Task instructions: Give the data again exactly, without images.

Data supplied:
>>>>

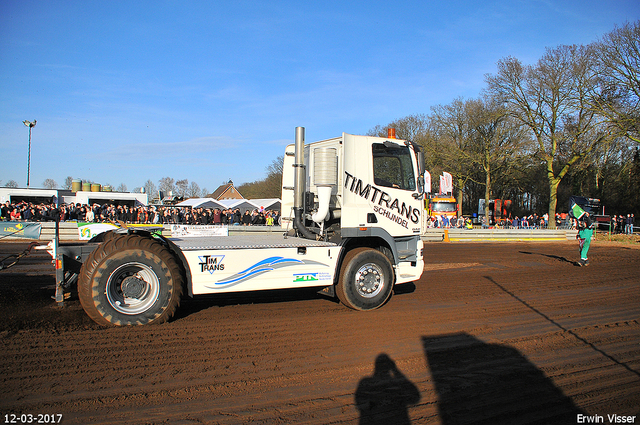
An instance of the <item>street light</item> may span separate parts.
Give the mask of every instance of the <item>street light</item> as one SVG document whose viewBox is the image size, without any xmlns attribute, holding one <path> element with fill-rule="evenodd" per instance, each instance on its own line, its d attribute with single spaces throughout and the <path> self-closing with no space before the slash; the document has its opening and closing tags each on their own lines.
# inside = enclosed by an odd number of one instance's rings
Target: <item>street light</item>
<svg viewBox="0 0 640 425">
<path fill-rule="evenodd" d="M 31 170 L 31 129 L 36 126 L 36 122 L 37 122 L 36 120 L 33 120 L 33 122 L 27 121 L 27 120 L 22 121 L 22 124 L 29 127 L 29 156 L 27 159 L 27 187 L 29 187 L 29 171 Z"/>
</svg>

<<<<

Output of the task:
An instance of the <item>street light</item> may span separate parts.
Give the mask of every instance of the <item>street light</item> as one SVG document whose viewBox is the image size, without any xmlns attribute, holding one <path> element with fill-rule="evenodd" per instance, each instance on its own line, its d attribute with single spaces throughout and the <path> self-closing with no space before the slash; the document has its opening and closing tags each on their own lines.
# inside = enclosed by an odd number of one instance's rings
Target: <item>street light</item>
<svg viewBox="0 0 640 425">
<path fill-rule="evenodd" d="M 31 170 L 31 129 L 36 126 L 36 122 L 37 122 L 36 120 L 33 120 L 33 122 L 27 121 L 27 120 L 22 121 L 22 124 L 29 127 L 29 156 L 27 159 L 27 187 L 29 187 L 29 171 Z"/>
</svg>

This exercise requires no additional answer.